== WRITTEN PROBLEM 1 ==
Name each event constant that the NTB discussion says can be passed to ntb_msg_event().

== SELECTION ==
###
That's how the IDT hardware driver is designed. It gives transparent operations with NTB
kernel API.
> > Regarding the overloaded naming. The "sync/async" names are the best I could think of. If
> > you have any idea how one can be appropriately changed, be my guest. I would be really
> > glad to substitute them with something better.
> >
>
> Let's try to avoid a distinction, first, beyond just saying "not all hardware will support all these features." If we absolutely have to make a distinction, let's think of better names then.
>
Ok. We can stick to "featured" hardware. It sounds better.
> > > > + * ntb_msg_event() - notify driver context of event in messaging subsystem
> > > > * @ntb: NTB device context.
> > > > + * @ev: Event type caused the handler invocation
> > > > + * @msg: Message related to the event
> > > > + *
> > > > + * Notify the driver context that there is some event happaned in the event
> > > > + * subsystem. If NTB_MSG_NEW is emitted then the new message has just arrived.
> > > > + * NTB_MSG_SENT is rised if some message has just been successfully sent to a
> > > > + * peer. If a message failed to be sent then NTB_MSG_FAIL is emitted. The very
> > > > + * last argument is used to pass the event related message. It discarded right
> > > > + * after the handler returns.
> > > > + */
> > > > +void ntb_msg_event(struct ntb_dev *ntb, enum NTB_MSG_EVENT ev,
> > > > + struct ntb_msg *msg);
> > >
> > > I would prefer to see a notify-and-poll api (like NAPI). This will allow scheduling of
> > the message handling to be done more appropriately at a higher layer of the application.
> > I am concerned to see inmsg/outmsg_work in the new hardware driver [PATCH 2/3], which I
> > think would be more appropriate for a ntb transport (or higher layer) driver.
###
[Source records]
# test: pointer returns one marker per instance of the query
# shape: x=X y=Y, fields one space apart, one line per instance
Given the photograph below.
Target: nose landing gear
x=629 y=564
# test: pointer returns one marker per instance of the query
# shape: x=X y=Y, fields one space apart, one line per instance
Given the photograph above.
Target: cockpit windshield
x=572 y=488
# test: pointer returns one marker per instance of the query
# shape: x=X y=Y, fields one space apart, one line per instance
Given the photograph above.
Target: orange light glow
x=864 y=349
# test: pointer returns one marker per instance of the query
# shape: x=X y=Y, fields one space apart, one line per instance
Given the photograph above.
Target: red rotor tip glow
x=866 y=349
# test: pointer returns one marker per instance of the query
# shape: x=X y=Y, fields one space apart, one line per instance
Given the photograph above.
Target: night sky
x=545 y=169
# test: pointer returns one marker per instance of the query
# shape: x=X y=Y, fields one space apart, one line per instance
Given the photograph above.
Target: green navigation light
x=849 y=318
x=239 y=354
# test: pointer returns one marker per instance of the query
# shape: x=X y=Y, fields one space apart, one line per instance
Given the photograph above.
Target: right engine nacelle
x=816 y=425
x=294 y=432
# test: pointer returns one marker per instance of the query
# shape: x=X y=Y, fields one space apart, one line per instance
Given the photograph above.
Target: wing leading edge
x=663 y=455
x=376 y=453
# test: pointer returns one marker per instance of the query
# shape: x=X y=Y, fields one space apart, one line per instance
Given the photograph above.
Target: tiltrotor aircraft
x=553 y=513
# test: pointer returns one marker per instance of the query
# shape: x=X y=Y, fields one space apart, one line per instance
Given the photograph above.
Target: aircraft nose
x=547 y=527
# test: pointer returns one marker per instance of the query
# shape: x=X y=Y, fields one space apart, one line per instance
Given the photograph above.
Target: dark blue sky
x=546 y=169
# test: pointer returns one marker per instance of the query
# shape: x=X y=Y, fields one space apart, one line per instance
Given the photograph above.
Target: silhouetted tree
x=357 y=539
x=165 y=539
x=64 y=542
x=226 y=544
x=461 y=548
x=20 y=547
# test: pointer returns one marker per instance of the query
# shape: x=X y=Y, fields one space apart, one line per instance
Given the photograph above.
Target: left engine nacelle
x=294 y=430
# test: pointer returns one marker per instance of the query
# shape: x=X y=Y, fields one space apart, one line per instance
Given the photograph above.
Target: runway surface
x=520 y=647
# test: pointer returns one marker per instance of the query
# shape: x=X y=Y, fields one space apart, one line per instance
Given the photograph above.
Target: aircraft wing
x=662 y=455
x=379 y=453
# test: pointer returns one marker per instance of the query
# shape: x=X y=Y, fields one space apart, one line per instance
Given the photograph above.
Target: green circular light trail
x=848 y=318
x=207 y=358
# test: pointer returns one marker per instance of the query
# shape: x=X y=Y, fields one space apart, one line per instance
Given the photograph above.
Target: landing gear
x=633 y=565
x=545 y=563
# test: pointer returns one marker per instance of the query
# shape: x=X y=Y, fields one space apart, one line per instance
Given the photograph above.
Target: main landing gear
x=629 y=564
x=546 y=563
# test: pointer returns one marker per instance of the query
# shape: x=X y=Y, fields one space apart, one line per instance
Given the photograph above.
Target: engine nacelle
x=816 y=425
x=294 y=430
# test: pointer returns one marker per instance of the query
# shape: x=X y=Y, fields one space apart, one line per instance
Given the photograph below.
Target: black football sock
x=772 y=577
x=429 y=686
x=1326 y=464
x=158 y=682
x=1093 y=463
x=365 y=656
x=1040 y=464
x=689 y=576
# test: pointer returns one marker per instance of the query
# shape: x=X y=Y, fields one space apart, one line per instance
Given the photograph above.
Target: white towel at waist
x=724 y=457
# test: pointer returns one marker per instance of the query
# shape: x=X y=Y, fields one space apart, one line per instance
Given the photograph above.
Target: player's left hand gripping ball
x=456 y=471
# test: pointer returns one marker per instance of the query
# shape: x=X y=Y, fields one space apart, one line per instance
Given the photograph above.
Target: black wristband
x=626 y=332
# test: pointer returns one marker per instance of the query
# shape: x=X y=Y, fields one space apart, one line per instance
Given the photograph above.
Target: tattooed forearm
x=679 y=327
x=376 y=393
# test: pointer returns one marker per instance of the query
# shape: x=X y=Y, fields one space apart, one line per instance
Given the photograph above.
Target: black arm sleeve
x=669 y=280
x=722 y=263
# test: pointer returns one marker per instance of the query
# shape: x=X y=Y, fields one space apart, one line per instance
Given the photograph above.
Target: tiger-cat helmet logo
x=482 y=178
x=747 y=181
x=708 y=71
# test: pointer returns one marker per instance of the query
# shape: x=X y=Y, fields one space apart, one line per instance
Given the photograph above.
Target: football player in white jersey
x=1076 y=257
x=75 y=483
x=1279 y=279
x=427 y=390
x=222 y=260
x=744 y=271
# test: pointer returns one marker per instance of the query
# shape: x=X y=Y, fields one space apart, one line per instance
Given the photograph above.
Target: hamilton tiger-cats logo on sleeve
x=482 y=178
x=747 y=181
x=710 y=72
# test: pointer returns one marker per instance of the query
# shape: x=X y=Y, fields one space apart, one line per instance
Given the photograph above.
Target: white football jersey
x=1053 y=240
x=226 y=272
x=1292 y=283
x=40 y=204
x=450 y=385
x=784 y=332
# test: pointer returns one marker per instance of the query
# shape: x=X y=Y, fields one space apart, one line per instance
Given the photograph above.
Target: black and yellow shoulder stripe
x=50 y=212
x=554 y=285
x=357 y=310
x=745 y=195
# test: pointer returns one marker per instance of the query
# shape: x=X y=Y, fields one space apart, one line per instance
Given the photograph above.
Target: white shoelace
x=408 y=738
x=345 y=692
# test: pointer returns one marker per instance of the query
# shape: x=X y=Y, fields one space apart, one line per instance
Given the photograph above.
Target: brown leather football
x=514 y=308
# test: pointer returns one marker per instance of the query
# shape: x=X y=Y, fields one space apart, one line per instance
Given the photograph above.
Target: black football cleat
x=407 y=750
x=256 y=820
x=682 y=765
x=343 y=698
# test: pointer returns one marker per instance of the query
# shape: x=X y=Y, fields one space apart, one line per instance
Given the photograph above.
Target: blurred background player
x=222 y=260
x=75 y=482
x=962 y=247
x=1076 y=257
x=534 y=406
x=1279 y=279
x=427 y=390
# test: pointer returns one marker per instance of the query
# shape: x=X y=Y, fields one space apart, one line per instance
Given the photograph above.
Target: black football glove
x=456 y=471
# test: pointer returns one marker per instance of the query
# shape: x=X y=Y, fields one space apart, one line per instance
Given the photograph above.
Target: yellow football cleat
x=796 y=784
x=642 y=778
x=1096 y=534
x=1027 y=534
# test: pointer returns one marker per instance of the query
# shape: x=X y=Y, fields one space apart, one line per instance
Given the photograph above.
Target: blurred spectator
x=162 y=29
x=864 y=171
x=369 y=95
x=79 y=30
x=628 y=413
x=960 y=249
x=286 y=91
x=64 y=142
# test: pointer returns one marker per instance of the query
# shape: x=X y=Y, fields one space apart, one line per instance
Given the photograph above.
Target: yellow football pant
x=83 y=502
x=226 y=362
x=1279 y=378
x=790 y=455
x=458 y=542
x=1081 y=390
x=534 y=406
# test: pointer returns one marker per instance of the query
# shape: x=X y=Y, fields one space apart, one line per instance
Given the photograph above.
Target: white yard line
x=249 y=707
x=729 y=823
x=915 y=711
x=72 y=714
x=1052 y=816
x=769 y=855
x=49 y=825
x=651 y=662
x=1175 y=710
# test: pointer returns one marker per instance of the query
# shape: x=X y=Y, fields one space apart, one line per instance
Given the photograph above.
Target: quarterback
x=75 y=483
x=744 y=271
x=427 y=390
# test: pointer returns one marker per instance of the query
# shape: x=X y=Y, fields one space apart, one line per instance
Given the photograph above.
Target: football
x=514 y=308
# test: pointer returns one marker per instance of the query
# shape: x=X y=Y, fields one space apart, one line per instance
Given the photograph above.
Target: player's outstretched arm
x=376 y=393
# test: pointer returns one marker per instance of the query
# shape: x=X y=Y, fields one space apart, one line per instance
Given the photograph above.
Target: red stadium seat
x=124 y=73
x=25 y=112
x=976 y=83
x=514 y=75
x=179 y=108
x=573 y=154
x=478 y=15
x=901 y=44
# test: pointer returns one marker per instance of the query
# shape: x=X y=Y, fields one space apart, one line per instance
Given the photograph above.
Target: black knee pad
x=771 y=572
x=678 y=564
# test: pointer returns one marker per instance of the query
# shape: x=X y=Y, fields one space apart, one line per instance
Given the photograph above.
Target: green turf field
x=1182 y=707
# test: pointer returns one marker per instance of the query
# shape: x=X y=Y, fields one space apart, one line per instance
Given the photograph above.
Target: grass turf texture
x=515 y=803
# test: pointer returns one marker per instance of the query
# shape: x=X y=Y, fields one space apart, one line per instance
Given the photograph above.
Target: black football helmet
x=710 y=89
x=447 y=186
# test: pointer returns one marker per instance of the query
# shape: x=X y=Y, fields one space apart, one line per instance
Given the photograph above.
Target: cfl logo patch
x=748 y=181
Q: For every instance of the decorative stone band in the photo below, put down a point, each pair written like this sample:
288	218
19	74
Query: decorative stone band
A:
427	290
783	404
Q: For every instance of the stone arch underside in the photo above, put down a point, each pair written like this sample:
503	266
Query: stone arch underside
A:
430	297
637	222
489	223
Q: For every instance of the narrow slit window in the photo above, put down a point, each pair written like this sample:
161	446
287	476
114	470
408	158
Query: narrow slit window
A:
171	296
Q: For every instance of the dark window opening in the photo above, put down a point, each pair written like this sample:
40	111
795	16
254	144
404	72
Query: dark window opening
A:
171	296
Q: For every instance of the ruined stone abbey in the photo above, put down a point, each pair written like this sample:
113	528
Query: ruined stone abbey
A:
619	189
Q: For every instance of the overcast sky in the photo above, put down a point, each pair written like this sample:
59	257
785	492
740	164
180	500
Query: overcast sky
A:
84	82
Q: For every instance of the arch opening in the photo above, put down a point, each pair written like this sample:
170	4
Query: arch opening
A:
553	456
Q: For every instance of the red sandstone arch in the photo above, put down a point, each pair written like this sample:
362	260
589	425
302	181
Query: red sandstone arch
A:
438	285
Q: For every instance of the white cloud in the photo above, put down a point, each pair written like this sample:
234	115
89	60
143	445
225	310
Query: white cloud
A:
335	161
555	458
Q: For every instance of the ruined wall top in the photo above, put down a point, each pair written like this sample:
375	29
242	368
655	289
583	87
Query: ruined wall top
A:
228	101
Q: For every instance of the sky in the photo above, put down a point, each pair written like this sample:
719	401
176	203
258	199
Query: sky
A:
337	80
###
== WRITTEN PROBLEM 2 ==
Locate every line of the listing that contains the string "opening", and copy each such line.

== TASK RESULT 1 ==
NTB_MSG_NEW, NTB_MSG_SENT, NTB_MSG_FAIL

== TASK RESULT 2 ==
Q: For every instance of the dark window opening in the photo above, put down a point, each pair written like this sample:
Query: dark window opening
Q: For every instance of the arch opening in the photo above, put down a point, each pair written like this sample:
Query: arch opening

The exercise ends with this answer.